The problem
Copy out the material, from the line containing "Identify boy in the frame." down to the line containing "[525,277,621,383]", including both of those lines. Omit the pictures.

## BEGIN Data to use

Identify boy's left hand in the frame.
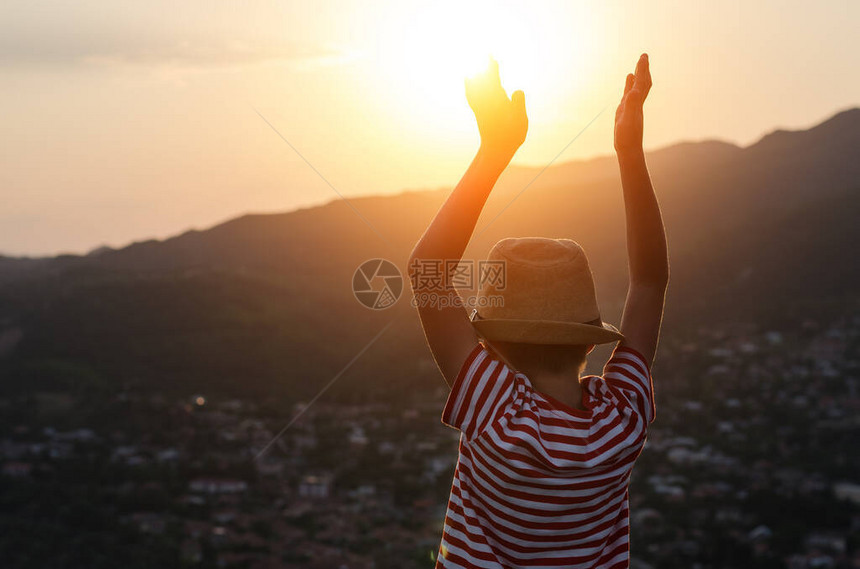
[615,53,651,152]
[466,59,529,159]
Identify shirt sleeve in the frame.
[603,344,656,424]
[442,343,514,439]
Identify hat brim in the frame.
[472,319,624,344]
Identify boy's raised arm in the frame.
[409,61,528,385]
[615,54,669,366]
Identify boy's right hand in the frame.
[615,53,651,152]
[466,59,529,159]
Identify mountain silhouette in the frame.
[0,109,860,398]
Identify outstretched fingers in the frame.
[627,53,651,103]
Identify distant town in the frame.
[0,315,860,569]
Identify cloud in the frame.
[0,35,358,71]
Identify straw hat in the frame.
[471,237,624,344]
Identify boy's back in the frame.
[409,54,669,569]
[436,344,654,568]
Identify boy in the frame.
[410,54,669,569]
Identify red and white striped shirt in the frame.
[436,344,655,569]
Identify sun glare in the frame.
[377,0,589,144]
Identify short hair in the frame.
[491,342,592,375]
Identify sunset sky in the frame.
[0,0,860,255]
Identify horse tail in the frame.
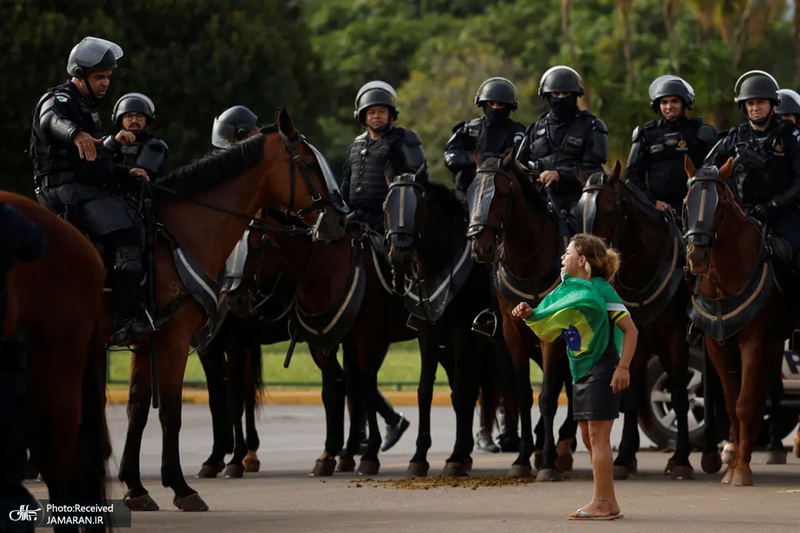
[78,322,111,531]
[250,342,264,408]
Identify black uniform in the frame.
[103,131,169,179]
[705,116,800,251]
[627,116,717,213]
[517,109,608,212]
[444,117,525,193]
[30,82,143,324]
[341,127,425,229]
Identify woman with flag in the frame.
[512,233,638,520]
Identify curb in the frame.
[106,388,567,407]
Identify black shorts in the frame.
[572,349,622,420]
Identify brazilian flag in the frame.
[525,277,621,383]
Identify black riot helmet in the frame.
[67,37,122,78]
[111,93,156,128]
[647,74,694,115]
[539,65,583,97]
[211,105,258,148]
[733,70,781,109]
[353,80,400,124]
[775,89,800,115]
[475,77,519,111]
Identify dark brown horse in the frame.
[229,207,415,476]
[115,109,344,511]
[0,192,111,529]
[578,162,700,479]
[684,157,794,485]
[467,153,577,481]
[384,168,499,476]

## END Data to use
## BEGIN Data to use

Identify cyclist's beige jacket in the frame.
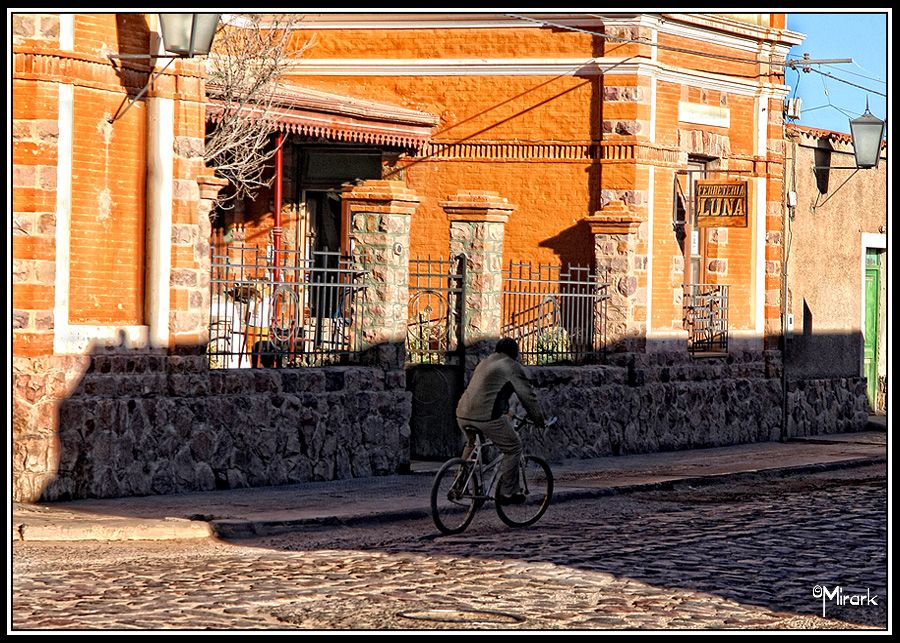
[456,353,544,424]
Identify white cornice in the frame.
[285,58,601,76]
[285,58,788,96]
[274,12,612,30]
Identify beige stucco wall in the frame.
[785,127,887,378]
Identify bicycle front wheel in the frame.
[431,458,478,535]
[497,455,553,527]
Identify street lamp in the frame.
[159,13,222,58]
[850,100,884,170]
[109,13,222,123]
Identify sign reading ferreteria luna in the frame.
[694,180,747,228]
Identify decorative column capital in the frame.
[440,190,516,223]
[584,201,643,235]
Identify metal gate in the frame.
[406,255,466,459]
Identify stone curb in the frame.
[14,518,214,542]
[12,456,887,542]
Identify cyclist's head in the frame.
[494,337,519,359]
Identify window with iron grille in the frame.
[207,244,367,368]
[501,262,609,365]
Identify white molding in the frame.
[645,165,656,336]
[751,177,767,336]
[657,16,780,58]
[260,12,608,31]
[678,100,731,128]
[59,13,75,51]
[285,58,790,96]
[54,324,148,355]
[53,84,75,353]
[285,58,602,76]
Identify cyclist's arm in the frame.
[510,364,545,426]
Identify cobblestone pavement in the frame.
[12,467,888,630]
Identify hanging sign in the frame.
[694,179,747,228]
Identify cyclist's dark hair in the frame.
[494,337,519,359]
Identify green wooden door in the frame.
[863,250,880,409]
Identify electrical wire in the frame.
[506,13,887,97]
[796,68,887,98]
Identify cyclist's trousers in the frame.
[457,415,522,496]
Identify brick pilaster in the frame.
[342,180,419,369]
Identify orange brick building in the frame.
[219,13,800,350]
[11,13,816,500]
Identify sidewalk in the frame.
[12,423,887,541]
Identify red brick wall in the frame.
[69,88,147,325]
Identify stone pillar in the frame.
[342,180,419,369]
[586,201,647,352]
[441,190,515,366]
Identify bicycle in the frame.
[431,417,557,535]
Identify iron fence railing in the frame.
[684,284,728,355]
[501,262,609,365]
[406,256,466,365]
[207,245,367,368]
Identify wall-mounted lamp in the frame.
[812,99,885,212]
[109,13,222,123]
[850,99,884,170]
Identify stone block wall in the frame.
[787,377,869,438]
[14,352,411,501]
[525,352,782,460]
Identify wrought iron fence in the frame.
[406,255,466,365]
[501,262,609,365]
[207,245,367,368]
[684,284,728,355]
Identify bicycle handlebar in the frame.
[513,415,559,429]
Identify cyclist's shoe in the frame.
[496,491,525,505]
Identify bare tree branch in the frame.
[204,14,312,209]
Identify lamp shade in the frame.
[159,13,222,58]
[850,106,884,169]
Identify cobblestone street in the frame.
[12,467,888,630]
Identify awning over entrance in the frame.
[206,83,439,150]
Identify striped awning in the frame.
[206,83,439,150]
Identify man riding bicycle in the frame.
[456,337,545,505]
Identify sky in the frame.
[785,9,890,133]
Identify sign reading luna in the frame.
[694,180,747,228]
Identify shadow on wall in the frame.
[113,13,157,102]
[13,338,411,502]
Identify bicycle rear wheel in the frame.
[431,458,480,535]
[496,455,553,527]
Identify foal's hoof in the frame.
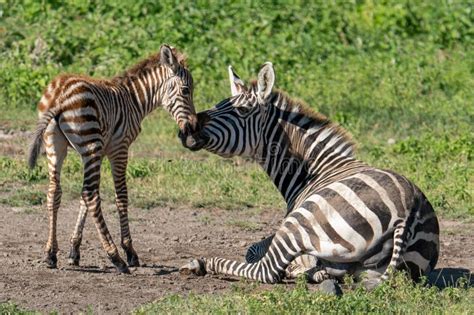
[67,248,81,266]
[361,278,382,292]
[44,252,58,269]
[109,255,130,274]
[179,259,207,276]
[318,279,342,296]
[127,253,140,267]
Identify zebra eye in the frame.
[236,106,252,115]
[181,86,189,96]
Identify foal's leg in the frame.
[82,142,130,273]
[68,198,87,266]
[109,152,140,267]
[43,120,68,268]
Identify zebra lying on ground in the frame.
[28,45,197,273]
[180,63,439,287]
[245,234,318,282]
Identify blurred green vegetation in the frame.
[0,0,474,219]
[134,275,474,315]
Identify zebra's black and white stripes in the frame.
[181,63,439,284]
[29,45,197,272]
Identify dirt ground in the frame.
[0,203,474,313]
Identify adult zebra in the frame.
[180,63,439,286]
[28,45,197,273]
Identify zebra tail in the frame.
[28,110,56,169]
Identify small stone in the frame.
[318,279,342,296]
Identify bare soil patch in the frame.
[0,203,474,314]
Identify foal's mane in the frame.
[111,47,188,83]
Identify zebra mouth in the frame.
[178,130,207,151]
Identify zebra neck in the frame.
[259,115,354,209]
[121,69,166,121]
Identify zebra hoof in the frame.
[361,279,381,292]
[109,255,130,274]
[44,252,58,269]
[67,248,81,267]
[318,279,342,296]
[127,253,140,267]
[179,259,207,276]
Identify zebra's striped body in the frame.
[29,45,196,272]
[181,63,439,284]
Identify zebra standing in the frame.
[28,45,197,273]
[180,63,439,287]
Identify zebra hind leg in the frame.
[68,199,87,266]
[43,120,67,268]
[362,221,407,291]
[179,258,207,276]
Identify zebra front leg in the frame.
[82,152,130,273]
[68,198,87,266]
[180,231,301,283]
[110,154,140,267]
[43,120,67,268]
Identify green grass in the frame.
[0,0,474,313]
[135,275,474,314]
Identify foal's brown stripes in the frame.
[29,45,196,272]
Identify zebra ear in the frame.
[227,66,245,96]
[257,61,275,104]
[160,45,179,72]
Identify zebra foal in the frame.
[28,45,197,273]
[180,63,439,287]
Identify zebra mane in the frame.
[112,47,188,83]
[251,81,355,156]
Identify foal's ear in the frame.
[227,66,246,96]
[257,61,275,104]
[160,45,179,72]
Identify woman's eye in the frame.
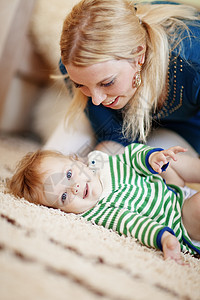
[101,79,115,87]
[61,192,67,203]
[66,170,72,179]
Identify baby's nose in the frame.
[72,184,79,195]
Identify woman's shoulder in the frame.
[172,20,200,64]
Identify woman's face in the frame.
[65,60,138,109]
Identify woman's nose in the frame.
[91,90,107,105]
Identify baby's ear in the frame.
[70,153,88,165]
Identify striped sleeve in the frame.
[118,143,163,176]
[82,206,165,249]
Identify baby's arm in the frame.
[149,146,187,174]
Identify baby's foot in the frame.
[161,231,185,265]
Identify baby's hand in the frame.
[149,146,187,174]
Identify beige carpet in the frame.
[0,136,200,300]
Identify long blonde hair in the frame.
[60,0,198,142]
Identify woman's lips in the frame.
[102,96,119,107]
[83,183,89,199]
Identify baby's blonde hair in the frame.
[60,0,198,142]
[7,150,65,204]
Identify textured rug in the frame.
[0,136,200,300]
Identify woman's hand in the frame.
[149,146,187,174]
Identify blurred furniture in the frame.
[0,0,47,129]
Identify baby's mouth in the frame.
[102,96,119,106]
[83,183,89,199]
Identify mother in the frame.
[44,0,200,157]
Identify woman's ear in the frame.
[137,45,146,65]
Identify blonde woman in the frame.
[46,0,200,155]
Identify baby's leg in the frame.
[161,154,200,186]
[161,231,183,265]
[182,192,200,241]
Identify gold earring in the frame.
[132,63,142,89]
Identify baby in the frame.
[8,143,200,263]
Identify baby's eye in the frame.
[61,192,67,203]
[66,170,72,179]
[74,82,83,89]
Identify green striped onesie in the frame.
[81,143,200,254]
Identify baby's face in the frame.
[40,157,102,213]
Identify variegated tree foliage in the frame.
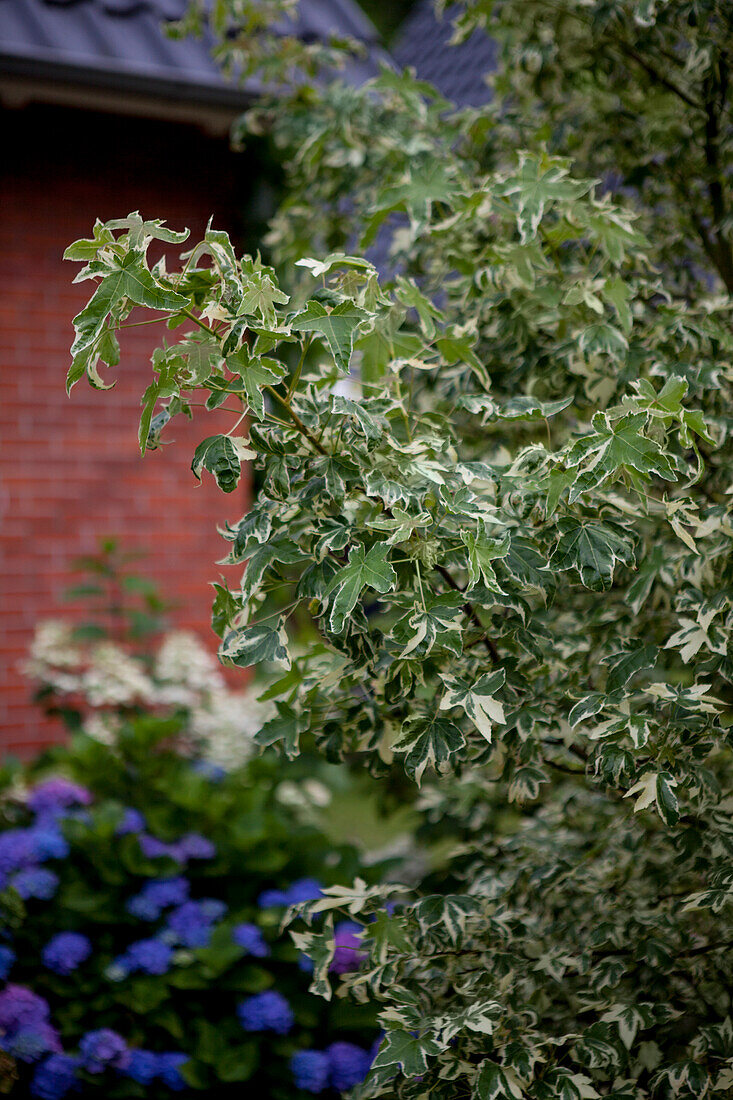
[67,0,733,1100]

## END Data to use

The output
Identify boy in the frame.
[410,54,669,569]
Identify red and white striped shirt in the frame.
[436,344,655,569]
Identify sun glare in the frame.
[377,0,589,144]
Identify short hair in the frame.
[491,342,592,375]
Identify sunset sky in the frame.
[0,0,860,255]
Identify horse tail in the frame.
[78,322,111,531]
[250,342,264,408]
Identify black uniform in the frame.
[103,131,169,179]
[705,116,800,251]
[627,116,717,213]
[517,109,608,212]
[444,117,525,193]
[30,82,143,324]
[341,127,425,229]
Identify woman with flag in the frame.
[512,233,638,520]
Identify curb in the frame.
[106,388,567,407]
Identify black shorts in the frame.
[572,349,622,420]
Identify brazilian flag in the frame.
[525,277,621,383]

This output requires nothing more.